### [ABOUT THIS TASK]
Every line of the entries below that includes "tree" belongs in the answer, copied as written.

### [DATA TO EXAMINE]
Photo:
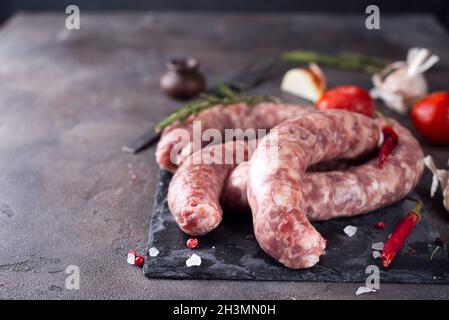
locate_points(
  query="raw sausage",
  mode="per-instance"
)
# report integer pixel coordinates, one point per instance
(195, 189)
(176, 143)
(275, 185)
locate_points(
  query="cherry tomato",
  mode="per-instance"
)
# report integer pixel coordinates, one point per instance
(348, 97)
(431, 117)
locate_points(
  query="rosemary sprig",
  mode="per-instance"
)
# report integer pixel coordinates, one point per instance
(222, 94)
(343, 60)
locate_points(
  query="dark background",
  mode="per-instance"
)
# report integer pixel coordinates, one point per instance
(439, 8)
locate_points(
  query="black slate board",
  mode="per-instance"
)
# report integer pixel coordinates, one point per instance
(231, 251)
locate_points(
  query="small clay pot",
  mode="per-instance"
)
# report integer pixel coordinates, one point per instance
(183, 80)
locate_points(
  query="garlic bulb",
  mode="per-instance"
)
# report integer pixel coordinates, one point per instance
(441, 176)
(402, 83)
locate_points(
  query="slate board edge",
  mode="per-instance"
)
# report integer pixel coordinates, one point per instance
(392, 276)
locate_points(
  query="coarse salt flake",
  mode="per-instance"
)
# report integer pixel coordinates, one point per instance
(194, 260)
(153, 252)
(350, 230)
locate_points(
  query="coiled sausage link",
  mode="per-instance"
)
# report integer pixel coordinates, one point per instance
(196, 188)
(275, 184)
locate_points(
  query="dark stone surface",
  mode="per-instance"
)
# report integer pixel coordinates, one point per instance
(70, 100)
(231, 251)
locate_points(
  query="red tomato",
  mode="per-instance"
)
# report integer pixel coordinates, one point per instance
(431, 117)
(348, 97)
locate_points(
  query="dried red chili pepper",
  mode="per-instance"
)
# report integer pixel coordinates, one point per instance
(400, 234)
(390, 142)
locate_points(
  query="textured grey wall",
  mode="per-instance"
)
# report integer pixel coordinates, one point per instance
(439, 8)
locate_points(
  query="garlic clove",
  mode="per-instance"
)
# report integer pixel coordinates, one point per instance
(308, 83)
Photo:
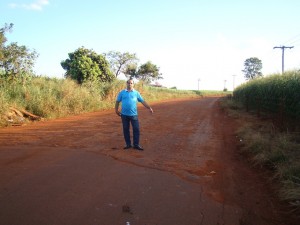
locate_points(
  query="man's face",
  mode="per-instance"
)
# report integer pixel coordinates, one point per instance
(129, 84)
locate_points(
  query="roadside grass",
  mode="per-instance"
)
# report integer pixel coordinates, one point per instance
(51, 98)
(270, 148)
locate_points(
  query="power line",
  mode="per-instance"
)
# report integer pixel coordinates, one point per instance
(282, 48)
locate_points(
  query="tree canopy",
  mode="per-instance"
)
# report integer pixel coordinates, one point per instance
(16, 61)
(119, 61)
(147, 72)
(86, 65)
(253, 68)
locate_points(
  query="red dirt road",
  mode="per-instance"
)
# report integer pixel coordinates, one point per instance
(74, 171)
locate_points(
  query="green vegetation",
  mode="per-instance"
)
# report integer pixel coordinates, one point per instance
(252, 68)
(53, 98)
(261, 138)
(277, 94)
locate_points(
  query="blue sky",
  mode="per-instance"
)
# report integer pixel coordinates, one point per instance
(190, 40)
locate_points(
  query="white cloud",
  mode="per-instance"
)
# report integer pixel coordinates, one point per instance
(36, 5)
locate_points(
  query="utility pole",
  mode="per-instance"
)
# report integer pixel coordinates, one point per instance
(233, 81)
(225, 85)
(282, 48)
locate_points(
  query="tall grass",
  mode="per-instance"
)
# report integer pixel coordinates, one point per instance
(52, 98)
(276, 94)
(268, 147)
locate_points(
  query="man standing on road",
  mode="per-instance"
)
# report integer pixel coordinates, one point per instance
(129, 98)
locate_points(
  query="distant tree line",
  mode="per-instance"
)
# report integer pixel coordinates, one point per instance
(82, 65)
(85, 65)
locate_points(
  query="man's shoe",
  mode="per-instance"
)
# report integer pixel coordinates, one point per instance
(127, 147)
(138, 147)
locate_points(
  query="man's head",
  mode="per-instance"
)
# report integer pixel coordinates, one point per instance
(129, 84)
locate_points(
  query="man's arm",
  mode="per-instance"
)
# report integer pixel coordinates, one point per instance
(117, 108)
(147, 106)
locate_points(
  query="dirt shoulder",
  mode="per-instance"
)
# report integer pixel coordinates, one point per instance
(75, 171)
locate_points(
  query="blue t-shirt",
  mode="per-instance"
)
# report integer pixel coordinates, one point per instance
(129, 101)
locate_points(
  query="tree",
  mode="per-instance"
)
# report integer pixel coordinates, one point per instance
(253, 68)
(86, 65)
(119, 61)
(16, 61)
(131, 71)
(148, 72)
(3, 39)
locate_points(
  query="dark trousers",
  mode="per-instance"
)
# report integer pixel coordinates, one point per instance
(126, 120)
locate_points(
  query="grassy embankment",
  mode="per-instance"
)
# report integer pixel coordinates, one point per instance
(268, 110)
(51, 98)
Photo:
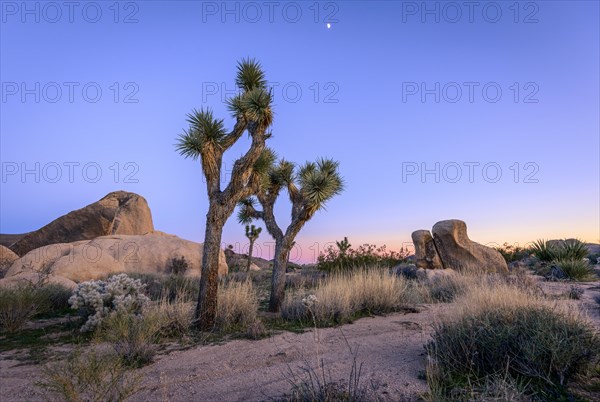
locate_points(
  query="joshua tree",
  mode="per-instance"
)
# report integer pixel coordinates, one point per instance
(207, 139)
(309, 189)
(252, 234)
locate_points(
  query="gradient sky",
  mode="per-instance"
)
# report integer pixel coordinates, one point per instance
(353, 92)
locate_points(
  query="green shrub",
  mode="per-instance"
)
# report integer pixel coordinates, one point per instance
(237, 308)
(576, 270)
(132, 336)
(18, 305)
(90, 377)
(544, 251)
(446, 288)
(95, 300)
(179, 266)
(340, 297)
(513, 253)
(21, 303)
(534, 346)
(572, 249)
(343, 257)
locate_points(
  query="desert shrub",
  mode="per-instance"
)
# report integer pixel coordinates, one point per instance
(132, 336)
(179, 266)
(575, 293)
(446, 288)
(594, 259)
(237, 308)
(543, 250)
(343, 257)
(574, 270)
(21, 303)
(171, 286)
(503, 332)
(572, 249)
(95, 300)
(18, 305)
(90, 377)
(175, 316)
(513, 253)
(340, 297)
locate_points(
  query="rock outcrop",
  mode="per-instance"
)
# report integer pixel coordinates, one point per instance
(84, 260)
(426, 255)
(118, 213)
(7, 258)
(457, 251)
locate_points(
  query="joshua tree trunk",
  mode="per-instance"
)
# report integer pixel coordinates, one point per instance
(280, 261)
(249, 255)
(209, 280)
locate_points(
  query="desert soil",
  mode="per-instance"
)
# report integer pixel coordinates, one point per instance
(390, 349)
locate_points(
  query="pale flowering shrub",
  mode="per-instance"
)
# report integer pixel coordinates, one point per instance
(96, 300)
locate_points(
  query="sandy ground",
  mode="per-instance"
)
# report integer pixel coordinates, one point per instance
(390, 349)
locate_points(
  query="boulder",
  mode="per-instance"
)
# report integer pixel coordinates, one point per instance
(80, 261)
(458, 252)
(118, 213)
(7, 258)
(426, 255)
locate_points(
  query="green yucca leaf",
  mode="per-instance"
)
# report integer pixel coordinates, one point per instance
(250, 75)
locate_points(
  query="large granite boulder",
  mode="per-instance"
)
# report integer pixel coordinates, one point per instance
(458, 252)
(152, 253)
(7, 258)
(426, 255)
(118, 213)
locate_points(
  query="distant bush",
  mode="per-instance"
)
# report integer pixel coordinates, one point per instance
(544, 251)
(237, 308)
(569, 249)
(340, 297)
(19, 304)
(95, 300)
(575, 270)
(132, 336)
(504, 333)
(90, 377)
(513, 253)
(343, 257)
(179, 266)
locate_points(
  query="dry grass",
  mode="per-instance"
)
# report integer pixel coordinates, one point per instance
(238, 307)
(341, 297)
(512, 337)
(90, 377)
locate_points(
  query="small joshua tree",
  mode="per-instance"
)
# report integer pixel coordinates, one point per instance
(309, 189)
(252, 234)
(207, 139)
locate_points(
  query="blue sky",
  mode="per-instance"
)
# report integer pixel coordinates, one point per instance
(434, 110)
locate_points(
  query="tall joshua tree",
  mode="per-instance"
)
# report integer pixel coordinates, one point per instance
(309, 189)
(252, 234)
(207, 139)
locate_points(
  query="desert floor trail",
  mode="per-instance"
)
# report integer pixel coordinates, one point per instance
(390, 349)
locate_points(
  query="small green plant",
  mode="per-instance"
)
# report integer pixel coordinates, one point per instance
(132, 336)
(90, 377)
(513, 253)
(18, 305)
(179, 266)
(576, 270)
(572, 249)
(544, 251)
(345, 258)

### [TASK OUTPUT]
  query="tree canopy",
  query="distant tree line",
  query="tree",
  query="joshua tree",
  query="joshua tree trunk",
  query="small joshua tree",
  query="tall joshua tree",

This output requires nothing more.